* Dataset rows:
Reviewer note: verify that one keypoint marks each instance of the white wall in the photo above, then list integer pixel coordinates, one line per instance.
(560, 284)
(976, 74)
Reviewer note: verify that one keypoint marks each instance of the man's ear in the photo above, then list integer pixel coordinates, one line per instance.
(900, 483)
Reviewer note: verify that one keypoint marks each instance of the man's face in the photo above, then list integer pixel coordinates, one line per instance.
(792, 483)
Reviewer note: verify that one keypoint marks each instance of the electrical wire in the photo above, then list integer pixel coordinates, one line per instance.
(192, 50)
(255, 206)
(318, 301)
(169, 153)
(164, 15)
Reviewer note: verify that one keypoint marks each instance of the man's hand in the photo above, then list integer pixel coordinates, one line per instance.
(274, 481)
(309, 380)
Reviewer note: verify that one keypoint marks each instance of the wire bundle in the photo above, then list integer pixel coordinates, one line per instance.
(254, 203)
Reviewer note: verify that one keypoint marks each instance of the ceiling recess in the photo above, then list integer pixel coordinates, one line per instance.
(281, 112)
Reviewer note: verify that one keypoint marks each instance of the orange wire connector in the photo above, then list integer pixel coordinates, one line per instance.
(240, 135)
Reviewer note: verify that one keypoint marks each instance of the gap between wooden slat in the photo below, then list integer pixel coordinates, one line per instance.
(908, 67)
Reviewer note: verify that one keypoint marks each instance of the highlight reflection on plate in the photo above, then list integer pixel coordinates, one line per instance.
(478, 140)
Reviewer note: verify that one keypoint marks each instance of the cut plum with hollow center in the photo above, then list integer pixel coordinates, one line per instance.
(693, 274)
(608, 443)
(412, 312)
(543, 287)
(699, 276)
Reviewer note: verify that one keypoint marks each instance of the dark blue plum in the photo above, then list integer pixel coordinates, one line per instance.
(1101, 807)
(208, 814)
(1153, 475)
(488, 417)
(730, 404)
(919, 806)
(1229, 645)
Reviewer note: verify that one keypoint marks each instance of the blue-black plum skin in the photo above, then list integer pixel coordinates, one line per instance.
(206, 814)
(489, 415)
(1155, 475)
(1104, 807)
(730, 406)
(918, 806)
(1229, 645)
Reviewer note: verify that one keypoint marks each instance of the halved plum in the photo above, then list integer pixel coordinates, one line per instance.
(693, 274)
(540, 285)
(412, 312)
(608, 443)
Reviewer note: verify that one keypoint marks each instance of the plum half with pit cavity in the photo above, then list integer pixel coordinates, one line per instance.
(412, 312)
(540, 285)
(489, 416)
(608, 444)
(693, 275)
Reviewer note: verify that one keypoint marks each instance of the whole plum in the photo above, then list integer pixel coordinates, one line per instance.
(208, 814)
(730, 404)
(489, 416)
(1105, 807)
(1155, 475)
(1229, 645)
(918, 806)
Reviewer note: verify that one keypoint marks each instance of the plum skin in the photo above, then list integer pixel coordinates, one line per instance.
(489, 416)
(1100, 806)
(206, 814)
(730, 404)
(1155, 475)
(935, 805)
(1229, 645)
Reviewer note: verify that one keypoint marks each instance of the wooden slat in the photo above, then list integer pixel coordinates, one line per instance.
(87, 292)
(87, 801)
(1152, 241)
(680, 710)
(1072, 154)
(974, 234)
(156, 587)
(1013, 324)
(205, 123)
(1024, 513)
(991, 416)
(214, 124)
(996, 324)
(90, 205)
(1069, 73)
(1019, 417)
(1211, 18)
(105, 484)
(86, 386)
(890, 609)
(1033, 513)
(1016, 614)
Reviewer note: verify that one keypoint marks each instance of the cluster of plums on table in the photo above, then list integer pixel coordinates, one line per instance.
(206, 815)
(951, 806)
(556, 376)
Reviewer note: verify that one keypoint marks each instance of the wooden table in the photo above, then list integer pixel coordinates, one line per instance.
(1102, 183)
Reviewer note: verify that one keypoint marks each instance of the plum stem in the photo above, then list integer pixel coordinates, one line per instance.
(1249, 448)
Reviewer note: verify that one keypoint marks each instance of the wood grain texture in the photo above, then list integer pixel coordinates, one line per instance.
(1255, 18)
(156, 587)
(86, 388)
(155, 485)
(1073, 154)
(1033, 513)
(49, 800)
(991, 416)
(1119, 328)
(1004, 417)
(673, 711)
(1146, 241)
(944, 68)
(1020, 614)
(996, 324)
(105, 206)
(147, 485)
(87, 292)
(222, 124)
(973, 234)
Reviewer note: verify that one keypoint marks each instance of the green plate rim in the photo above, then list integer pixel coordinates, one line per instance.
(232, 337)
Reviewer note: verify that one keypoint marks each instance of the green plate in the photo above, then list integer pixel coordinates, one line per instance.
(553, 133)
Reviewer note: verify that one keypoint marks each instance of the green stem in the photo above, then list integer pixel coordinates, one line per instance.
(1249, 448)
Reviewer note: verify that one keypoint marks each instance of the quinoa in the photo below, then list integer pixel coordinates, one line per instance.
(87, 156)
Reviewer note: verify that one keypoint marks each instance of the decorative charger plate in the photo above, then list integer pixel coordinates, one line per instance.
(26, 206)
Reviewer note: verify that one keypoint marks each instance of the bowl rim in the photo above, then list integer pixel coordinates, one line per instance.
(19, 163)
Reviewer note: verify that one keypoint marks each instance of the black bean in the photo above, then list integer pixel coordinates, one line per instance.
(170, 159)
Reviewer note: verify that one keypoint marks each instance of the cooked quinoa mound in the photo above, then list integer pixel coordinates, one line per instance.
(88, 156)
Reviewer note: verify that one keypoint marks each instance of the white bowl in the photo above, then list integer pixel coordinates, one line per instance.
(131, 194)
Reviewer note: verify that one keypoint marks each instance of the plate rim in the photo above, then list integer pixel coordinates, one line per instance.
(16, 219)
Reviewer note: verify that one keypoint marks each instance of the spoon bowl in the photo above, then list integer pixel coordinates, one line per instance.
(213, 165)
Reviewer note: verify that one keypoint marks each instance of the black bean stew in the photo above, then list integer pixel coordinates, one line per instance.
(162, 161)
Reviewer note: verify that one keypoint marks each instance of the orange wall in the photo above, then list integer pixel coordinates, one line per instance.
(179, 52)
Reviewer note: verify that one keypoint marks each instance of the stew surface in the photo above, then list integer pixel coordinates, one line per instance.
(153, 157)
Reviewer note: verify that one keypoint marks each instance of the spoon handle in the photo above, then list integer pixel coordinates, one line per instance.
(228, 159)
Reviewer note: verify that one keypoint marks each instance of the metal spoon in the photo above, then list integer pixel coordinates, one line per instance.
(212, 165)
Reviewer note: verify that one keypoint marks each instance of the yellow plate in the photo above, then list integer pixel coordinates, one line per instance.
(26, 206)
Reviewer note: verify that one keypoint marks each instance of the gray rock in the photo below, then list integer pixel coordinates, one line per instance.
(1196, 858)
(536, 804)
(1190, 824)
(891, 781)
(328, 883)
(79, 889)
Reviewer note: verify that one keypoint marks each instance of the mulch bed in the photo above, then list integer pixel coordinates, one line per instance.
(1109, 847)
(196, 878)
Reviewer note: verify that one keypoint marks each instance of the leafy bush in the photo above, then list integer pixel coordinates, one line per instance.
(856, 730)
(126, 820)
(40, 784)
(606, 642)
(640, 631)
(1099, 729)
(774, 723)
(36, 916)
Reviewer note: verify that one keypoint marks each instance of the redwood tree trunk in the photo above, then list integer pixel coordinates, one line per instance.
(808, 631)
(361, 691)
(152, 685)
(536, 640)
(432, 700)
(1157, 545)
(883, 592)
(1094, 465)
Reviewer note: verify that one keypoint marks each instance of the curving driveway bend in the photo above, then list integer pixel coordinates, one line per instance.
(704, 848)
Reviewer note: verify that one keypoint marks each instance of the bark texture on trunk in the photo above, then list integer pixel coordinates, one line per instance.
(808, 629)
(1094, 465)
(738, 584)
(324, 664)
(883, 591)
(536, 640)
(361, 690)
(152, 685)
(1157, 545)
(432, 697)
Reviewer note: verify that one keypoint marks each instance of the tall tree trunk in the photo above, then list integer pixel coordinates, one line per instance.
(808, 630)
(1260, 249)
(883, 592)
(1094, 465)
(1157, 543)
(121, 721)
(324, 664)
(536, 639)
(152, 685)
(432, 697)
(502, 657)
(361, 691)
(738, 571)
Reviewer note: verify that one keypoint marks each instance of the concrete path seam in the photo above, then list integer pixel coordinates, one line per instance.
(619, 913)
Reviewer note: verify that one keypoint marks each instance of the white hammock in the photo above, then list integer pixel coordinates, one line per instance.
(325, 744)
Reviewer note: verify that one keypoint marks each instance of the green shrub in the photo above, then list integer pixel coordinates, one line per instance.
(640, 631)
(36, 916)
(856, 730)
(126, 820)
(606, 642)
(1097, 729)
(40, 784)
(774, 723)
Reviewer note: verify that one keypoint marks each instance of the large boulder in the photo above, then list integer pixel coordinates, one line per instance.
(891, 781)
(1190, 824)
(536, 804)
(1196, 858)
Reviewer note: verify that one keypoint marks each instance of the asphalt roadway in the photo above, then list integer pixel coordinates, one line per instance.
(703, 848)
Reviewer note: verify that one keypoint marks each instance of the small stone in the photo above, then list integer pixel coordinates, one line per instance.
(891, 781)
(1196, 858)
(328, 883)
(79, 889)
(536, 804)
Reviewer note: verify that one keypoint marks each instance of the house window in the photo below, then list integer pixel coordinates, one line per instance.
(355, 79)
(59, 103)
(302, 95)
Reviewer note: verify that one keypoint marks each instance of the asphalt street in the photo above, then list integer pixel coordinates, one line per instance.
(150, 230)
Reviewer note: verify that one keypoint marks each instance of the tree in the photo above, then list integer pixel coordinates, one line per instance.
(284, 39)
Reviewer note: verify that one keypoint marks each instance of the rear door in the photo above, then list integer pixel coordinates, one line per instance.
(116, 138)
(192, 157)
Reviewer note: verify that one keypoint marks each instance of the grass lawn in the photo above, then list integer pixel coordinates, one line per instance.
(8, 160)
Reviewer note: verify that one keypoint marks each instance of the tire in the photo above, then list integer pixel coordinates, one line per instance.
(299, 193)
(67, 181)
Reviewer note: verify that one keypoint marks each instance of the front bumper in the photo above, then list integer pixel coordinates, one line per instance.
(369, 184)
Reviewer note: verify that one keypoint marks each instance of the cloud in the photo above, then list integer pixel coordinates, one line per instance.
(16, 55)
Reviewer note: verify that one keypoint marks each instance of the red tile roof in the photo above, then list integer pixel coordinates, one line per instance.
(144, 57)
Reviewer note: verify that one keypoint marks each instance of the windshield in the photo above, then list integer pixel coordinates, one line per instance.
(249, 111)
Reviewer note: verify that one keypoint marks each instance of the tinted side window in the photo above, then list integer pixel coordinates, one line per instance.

* Task statement:
Could you repeat, word for word, every line of the material from the line with "of the front" up to and including the last line of the material?

* The response:
Reviewer note: verify that one keypoint marks each instance of the front bumper in the photo above, then list integer pixel coordinates, one line per instance.
(369, 184)
Reviewer note: verify that one keypoint marks each instance of the cloud in the photo above, then list integer pixel coordinates, one line per instance.
(16, 55)
Reviewer note: verify that one keypoint marks each instance of the red tile roof in the photo above, then list integer pixel coordinates, one line per instance.
(144, 57)
Reviewer note: verify that one keypoint marks each instance of the windshield in the photo above, then list integer pixel coordinates, one line per instance.
(249, 111)
Reviewer note: verify that one keypoint marks each instance of the tinted side window in the photo above, then list integer pixel coordinates, one line per instance.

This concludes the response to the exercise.